● **Stored data**:
-=-=-

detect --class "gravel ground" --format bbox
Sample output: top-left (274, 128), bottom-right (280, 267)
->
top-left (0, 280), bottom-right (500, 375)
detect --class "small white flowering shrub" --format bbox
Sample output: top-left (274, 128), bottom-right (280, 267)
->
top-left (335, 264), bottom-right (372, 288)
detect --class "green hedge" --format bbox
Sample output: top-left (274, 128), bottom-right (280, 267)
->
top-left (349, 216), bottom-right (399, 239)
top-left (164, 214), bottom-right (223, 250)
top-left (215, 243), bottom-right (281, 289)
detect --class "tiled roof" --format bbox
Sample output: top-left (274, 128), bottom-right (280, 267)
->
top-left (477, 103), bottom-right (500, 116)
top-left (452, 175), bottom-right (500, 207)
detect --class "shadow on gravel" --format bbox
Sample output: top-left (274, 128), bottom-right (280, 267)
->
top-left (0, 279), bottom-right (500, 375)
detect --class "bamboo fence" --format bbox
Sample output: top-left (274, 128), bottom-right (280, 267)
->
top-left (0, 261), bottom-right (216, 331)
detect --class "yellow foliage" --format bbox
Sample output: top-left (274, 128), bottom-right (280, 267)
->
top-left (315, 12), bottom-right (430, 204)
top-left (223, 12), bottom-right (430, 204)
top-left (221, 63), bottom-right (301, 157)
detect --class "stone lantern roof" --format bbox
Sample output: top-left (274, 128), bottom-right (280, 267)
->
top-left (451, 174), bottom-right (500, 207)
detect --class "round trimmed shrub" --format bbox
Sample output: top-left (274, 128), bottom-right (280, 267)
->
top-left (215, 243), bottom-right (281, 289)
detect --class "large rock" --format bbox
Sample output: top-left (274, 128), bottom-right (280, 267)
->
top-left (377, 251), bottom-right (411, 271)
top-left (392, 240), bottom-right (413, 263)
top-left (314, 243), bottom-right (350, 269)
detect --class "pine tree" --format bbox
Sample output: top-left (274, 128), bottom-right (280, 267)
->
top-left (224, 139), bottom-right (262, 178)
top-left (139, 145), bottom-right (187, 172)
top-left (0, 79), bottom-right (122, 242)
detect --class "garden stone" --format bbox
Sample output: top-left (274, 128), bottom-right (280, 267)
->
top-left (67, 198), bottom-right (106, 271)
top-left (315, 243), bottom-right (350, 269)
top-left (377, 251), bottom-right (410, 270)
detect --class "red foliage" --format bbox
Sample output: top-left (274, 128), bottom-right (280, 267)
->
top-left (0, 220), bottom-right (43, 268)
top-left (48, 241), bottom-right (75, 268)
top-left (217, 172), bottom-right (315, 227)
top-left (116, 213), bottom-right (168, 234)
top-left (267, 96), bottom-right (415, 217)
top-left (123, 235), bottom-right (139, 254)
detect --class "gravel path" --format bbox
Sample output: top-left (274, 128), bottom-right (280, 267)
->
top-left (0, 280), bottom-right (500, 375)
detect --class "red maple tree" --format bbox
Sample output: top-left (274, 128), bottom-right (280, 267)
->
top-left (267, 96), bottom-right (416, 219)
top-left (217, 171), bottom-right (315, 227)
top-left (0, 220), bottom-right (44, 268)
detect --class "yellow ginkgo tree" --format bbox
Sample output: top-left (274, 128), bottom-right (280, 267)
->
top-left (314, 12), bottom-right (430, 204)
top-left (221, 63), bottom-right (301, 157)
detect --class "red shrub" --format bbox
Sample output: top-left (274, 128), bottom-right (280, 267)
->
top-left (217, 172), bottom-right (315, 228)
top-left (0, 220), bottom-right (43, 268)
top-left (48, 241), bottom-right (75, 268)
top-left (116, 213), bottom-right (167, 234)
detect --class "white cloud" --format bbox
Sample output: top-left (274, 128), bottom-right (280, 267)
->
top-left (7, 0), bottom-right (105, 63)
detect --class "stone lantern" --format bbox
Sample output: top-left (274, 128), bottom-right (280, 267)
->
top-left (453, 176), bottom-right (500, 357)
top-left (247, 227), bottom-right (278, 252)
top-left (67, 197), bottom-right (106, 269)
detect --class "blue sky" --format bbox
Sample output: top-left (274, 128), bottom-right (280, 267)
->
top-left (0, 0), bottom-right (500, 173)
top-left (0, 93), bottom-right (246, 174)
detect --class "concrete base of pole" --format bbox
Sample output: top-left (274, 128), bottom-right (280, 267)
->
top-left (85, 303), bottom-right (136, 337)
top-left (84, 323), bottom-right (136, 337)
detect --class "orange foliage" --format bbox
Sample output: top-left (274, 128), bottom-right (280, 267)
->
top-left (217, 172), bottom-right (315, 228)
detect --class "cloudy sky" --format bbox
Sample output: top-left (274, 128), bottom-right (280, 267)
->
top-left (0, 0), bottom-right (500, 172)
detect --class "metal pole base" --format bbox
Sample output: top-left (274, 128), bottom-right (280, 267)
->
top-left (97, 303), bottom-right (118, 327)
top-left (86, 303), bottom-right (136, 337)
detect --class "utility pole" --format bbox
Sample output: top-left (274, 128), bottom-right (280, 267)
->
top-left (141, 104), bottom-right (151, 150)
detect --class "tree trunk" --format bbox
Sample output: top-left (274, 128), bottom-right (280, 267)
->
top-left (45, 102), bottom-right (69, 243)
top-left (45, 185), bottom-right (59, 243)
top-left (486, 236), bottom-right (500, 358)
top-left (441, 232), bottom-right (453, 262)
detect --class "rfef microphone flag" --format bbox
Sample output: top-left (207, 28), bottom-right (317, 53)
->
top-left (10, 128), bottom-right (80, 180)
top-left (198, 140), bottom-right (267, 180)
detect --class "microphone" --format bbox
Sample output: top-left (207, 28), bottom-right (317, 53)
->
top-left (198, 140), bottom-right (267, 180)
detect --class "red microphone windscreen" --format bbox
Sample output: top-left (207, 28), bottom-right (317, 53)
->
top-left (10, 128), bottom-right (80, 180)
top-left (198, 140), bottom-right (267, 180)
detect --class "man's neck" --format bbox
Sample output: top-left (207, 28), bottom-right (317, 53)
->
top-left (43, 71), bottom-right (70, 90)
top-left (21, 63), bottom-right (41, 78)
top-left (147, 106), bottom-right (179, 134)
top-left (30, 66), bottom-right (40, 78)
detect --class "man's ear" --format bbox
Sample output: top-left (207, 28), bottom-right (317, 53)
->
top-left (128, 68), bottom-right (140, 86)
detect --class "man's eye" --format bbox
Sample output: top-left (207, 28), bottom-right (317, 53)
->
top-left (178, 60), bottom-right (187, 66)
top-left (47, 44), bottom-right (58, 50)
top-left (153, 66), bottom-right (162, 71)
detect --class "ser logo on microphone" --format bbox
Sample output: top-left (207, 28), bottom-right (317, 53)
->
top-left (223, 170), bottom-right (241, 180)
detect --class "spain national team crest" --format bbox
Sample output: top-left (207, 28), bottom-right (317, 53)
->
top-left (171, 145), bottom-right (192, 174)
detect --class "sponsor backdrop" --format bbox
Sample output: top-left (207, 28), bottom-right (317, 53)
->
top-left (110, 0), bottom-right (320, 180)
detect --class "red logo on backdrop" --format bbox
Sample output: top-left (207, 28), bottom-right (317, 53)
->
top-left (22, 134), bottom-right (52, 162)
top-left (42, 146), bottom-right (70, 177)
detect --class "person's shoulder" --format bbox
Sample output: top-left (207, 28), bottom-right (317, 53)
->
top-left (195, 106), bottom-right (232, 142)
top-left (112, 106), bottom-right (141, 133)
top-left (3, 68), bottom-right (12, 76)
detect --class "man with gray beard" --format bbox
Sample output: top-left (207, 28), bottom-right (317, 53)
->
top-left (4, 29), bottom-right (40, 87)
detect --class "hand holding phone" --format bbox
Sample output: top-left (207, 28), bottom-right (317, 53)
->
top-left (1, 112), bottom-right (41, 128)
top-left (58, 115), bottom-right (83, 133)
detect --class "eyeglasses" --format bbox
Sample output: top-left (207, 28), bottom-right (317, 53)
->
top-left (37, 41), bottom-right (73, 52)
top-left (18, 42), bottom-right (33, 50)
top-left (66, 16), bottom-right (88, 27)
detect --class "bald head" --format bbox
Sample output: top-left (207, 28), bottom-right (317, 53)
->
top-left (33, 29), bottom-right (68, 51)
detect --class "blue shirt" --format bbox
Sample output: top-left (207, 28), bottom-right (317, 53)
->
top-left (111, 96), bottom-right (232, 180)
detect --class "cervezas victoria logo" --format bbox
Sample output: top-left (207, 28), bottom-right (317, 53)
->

-=-=-

● **YOUR INSTRUCTIONS**:
Please return the lines unchanged, from the very first one through the line containing "top-left (0, 261), bottom-right (216, 331)", with both ends included.

● **ANSWER TO THIS PROBLEM**:
detect --class "gravel ground" --format bbox
Sample output: top-left (274, 128), bottom-right (280, 267)
->
top-left (0, 280), bottom-right (500, 375)
detect --class "small white flowering shrub" --format bbox
Sample output: top-left (274, 128), bottom-right (280, 267)
->
top-left (335, 264), bottom-right (372, 288)
detect --class "green hedge" --format bbox
Sample output: top-left (274, 128), bottom-right (280, 267)
->
top-left (349, 216), bottom-right (399, 239)
top-left (164, 214), bottom-right (223, 250)
top-left (215, 243), bottom-right (281, 289)
detect --class "tiled roof" --format bbox
Sample output: top-left (274, 128), bottom-right (280, 267)
->
top-left (477, 103), bottom-right (500, 116)
top-left (452, 175), bottom-right (500, 207)
detect --class "shadow on gravel" --format bbox
Sample output: top-left (274, 128), bottom-right (280, 267)
->
top-left (0, 279), bottom-right (500, 375)
detect --class "bamboo fence" --format bbox
Sample output: top-left (274, 128), bottom-right (280, 267)
->
top-left (0, 261), bottom-right (216, 331)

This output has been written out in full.